WHAT YOU SHOULD DO: Reproduce the passage on PJM compliance filings word for word, in full.

TEXT:
--- start ---

48. Additionally, while we accept Option Three, we will require the
PJM TOs to make a compliance filing, within 30 days of the date of this
order, providing that any TO selecting Option Three must also make an
informational filing with the Commission one year from the date its
formula rates go into service, and each year thereafter, providing a
detailed list of the costs it has incurred, and the revenues it has
received, to provide service.
49. Finally, we will also order the PJM TOs to make a compliance
filing, within 30 days of the date of this order, restoring the
requirement that under Schedule 12, PJM must designate the
``Responsible Customer'' that must pay the Transmission Enhancement
Charge in such a way as to allow customers to obtain Commission review
of those designations.

--- end ---

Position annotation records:

--- start ---

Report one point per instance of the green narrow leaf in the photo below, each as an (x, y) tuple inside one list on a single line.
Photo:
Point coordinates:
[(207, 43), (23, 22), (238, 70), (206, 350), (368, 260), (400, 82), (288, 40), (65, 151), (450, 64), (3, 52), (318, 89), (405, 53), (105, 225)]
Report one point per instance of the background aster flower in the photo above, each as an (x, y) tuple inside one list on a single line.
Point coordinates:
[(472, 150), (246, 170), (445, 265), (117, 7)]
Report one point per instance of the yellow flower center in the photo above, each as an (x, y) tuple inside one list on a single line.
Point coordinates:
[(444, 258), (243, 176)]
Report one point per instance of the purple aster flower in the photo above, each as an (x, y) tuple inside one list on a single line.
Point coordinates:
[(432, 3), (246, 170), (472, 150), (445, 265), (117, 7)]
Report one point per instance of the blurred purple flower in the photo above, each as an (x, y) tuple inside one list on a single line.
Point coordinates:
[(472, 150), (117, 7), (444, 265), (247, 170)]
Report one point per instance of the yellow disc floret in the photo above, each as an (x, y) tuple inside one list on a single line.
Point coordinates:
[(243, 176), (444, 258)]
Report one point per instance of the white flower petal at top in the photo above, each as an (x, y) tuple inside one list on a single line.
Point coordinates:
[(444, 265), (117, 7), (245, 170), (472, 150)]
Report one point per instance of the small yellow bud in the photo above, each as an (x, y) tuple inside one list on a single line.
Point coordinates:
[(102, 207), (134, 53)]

--- end ---

REPLY:
48. Additionally, while we accept Option Three, we will require the
PJM TOs to make a compliance filing, within 30 days of the date of this
order, providing that any TO selecting Option Three must also make an
informational filing with the Commission one year from the date its
formula rates go into service, and each year thereafter, providing a
detailed list of the costs it has incurred, and the revenues it has
received, to provide service.
49. Finally, we will also order the PJM TOs to make a compliance
filing, within 30 days of the date of this order, restoring the
requirement that under Schedule 12, PJM must designate the
``Responsible Customer'' that must pay the Transmission Enhancement
Charge in such a way as to allow customers to obtain Commission review
of those designations.